[GIVEN RECORDS]
------
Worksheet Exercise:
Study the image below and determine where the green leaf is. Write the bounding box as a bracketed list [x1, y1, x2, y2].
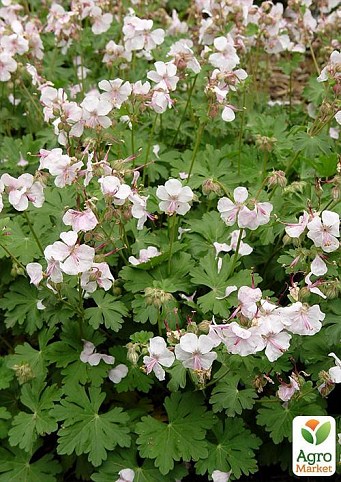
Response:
[8, 380, 59, 452]
[136, 393, 215, 475]
[85, 291, 128, 331]
[195, 418, 261, 479]
[210, 376, 257, 417]
[301, 428, 314, 444]
[0, 448, 62, 482]
[0, 280, 43, 334]
[257, 382, 326, 444]
[53, 386, 130, 467]
[316, 422, 331, 445]
[294, 132, 331, 159]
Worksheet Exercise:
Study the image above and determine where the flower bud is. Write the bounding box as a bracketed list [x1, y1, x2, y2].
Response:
[144, 288, 174, 308]
[127, 343, 139, 365]
[201, 179, 222, 196]
[12, 363, 34, 385]
[198, 320, 211, 334]
[268, 171, 287, 187]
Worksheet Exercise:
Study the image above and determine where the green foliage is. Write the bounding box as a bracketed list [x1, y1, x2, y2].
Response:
[136, 393, 215, 475]
[52, 385, 130, 467]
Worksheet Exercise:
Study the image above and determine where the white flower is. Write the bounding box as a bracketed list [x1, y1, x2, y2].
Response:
[128, 246, 161, 266]
[285, 211, 309, 238]
[310, 255, 328, 276]
[208, 34, 239, 72]
[143, 336, 175, 381]
[279, 301, 326, 336]
[26, 263, 43, 286]
[307, 211, 340, 253]
[147, 62, 179, 92]
[98, 79, 132, 109]
[81, 95, 112, 128]
[328, 353, 341, 383]
[156, 179, 194, 216]
[98, 176, 131, 206]
[175, 333, 217, 370]
[108, 363, 128, 383]
[81, 263, 115, 293]
[44, 231, 95, 275]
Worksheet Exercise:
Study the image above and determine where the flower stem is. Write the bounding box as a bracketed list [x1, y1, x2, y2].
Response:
[228, 228, 244, 278]
[187, 122, 206, 184]
[24, 211, 44, 256]
[0, 243, 26, 273]
[168, 214, 178, 275]
[238, 88, 245, 176]
[143, 114, 158, 184]
[171, 74, 198, 146]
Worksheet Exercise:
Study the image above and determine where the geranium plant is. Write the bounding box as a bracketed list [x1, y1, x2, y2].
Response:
[0, 0, 341, 482]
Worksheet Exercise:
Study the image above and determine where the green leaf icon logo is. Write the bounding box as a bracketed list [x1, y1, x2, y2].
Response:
[316, 422, 331, 445]
[301, 428, 314, 444]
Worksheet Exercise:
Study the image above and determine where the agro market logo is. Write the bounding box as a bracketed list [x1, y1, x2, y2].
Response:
[301, 418, 331, 445]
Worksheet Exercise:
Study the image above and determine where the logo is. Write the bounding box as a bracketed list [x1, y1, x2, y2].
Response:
[292, 416, 336, 477]
[301, 418, 331, 445]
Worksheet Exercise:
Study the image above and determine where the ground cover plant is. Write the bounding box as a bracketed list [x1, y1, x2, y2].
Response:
[0, 0, 341, 482]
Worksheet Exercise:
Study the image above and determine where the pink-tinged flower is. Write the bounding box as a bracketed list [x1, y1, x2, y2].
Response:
[212, 470, 232, 482]
[221, 105, 236, 122]
[132, 80, 150, 96]
[122, 15, 165, 52]
[63, 208, 98, 232]
[0, 52, 18, 82]
[310, 254, 328, 276]
[90, 6, 113, 35]
[277, 377, 300, 402]
[328, 353, 341, 383]
[167, 8, 188, 35]
[307, 211, 340, 253]
[259, 316, 291, 362]
[238, 202, 273, 231]
[280, 301, 326, 336]
[218, 187, 248, 226]
[208, 34, 239, 72]
[44, 231, 95, 275]
[81, 95, 112, 129]
[98, 79, 132, 109]
[334, 110, 341, 125]
[216, 285, 238, 300]
[128, 246, 161, 266]
[285, 211, 309, 238]
[44, 258, 63, 283]
[147, 90, 173, 114]
[0, 178, 5, 213]
[168, 39, 201, 74]
[81, 263, 115, 293]
[1, 173, 45, 211]
[108, 363, 128, 383]
[143, 336, 175, 381]
[116, 469, 135, 482]
[304, 273, 327, 299]
[175, 333, 217, 370]
[147, 62, 179, 92]
[156, 179, 194, 216]
[209, 321, 265, 356]
[317, 50, 341, 82]
[26, 263, 43, 286]
[79, 340, 115, 367]
[238, 286, 262, 319]
[98, 176, 131, 206]
[129, 194, 155, 230]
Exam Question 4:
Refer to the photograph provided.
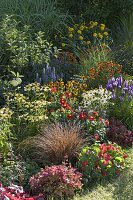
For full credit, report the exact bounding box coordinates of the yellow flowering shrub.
[56,21,111,52]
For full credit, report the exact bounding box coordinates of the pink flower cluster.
[29,164,82,196]
[0,183,45,200]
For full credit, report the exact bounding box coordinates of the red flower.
[99,117,103,122]
[105,119,109,126]
[51,87,57,93]
[49,109,54,112]
[79,113,87,120]
[49,97,52,102]
[67,114,74,119]
[123,153,128,159]
[101,171,107,176]
[62,103,69,109]
[88,116,95,121]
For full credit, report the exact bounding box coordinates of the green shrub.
[0,16,58,81]
[106,76,133,131]
[0,107,13,157]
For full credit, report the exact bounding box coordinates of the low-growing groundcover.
[74,149,133,200]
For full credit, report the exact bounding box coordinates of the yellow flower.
[98,33,103,39]
[69,33,73,38]
[93,22,98,26]
[61,43,66,47]
[103,32,109,36]
[79,35,84,40]
[68,27,74,32]
[77,30,82,34]
[80,26,84,31]
[100,24,105,31]
[93,33,97,37]
[86,40,91,44]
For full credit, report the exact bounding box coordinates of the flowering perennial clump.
[106,76,133,102]
[78,143,128,178]
[82,87,111,113]
[29,164,82,199]
[88,61,122,84]
[106,119,133,147]
[55,21,110,50]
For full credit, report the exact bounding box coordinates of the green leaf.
[10,79,18,87]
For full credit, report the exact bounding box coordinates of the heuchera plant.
[29,164,82,199]
[106,119,133,147]
[78,143,128,179]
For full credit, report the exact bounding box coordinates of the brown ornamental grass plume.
[21,123,85,165]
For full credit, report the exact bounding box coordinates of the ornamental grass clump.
[29,164,82,199]
[20,123,85,165]
[106,119,133,147]
[78,143,128,179]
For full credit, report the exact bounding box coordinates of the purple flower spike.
[119,75,122,86]
[120,96,124,102]
[111,91,116,99]
[124,81,128,88]
[111,77,115,84]
[113,81,118,87]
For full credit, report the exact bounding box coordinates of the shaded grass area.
[74,149,133,200]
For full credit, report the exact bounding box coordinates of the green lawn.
[74,149,133,200]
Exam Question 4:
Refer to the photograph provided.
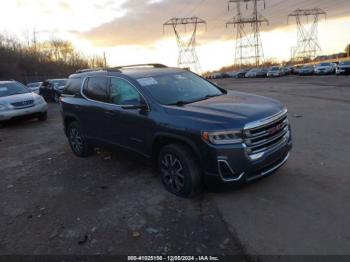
------
[AIM] Rescale the lines beginning at the line that contains "ornamental grass clump." and continuing through the last of the lines, reproducing each of them, requests included, with every bounding-box coordinate in the answers multiplied by 2.6 and rounded to the nearest whole number, halves rounded up. Leave the pictures out.

[TASK SOLUTION]
For full credit, report the exact bounding box coordinates of the ornamental grass clump.
[75,426,213,517]
[52,320,221,429]
[276,309,346,382]
[203,372,333,465]
For full credit, report the exact bounding box coordinates of the purple flower spike.
[309,195,317,224]
[312,250,322,265]
[289,237,302,257]
[322,211,333,229]
[289,200,299,218]
[294,211,307,226]
For full credit, report the exact bounding box coordinates of the shaded grass area.
[192,387,346,520]
For full credit, report the exact bounding box coordinates of the green lawn.
[192,387,346,520]
Exam Question 4:
Refer to the photograph provided.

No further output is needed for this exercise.